Instructions to follow | Could you write the next part of the Mark I containment emails, picking up right after their last sentence and leaving the data that follows alone?

Page excerpt |
From: Stevens, Gary
Sent: Tuesday, March 15, 2011 3:32 PM
To: Csontos, Aladar
Subject: The Torus (Suppression Chamber) Portion of the Mark I Containment
Attachments: image002.png; image006.png
Provided below is general description of the torus of a Mark I containment for an un-named BWR-4 plant.
Gary L. Stevens
Senior Materials Engineer
Suppression Chamber (Torus)
- The suppression chamber is in the general form of a torus and is constructed of 16 mitered cylindrical shell segments as shown in Figure 1.
- The mitered cylinders which make up the torus have an inside diameter of 30′-8″, with a shell plate thickness of 1″.
- The radius from the centerline of the drywell to the center of the torus at a section taken midway between the mitered joints is 56′-4″.
- The suppression chamber shell is reinforced at each mitered joint and at the midpoint of each mitered cylinder by T-shaped ring beams.
- The centerline of the ring beam at the mitered joint is offset 3-1/2″ in a plane parallel to the plane of the mitered joint.
- The flange and cover plates of the mitered joint ring beams are rolled to a constant inside radius.
- The mitered joint ring beam web depth varies around the circumference of the suppression chamber.
- The mid-cylinder ring beams are of constant depth.
- The components of the suppress ion chamber are shown in Figure 2.
Figure 1: PLAN VIEW OF CONTAINMENT
From: Stevens, Gary
Sent: Tuesday, March 15, 2011 2:40 PM
To: Csontos, Aladar
Subject: Mark I Containment
Attachments: NUREG-0661 Supplement 1 (SER for Mark I Containment Program).pdf; NUREG-0661 (SER for Mark I Containment Program).pdf
In response to your request, here is background on the BWR Mark I containment structure, which is the containment design for 5 of the 6 BWR units at the Fukushima-Daiichi site in Japan (Unit 1 = BWR-3 with Mark I, Units 2 – 5 = BWR-4 with Mark I, Unit 6 = BWR-5 with Mark II).

Source material |
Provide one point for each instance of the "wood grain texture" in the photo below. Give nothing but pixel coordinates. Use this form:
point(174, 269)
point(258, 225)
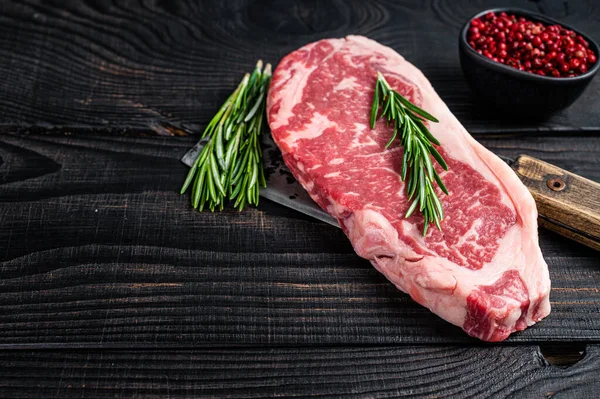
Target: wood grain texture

Task answer |
Please note that this was a very complex and significant issue, and I have only grazed the surface in this summary.
In the early to mid-1 970s, during testing for an Advanced Boiling Water Reactor (ABWR) containment system design (Mark III), suppression pool hydrodynamic loads were identified which had not been considered in the original design of the Mark I containment system.
To address this issue, a Mark I Owners Group was formed and the assessment was divided into a short-term and long-term program.
The results of the NRC staffs review of the Mark I Containment Short Term Program are described in NUREG-0408 (I have requested this report from the Library as it is not available electronically). NUREG-0661 and NUREG-0661 Supplement 1 (both attached) describe the results of the NRC staffs review of the generic Mark I Containment Long Term Program (LTP).
The LTP was conducted to provide a generic basis to define suppression pool hydrodynamic loads and the related structural acceptance criteria, such that a comprehensive reassessment of each Mark I containment system would be performed.
A series of experimental and analytical programs were conducted by the Mark I Owners Group to provide the necessary bases for the generic load definition and structural assessment techniques.
The generic methods proposed by the Mark I Owners Group, as modified by the NRC staffs requirements, will be used to perform plant-unique analyses, which will identify the plant modifications, if any, that will be needed to restore the originally intended margin of safety in the Mark I containment designs.
Note that all U.S. Mark I plants performed plant unique analyses, which are documented in Plant Unique Analysis Reports (PUARs) specific to each plant. Most of these analyses led to plant-specific modifications that were made to the Mark I containment structure at each plant.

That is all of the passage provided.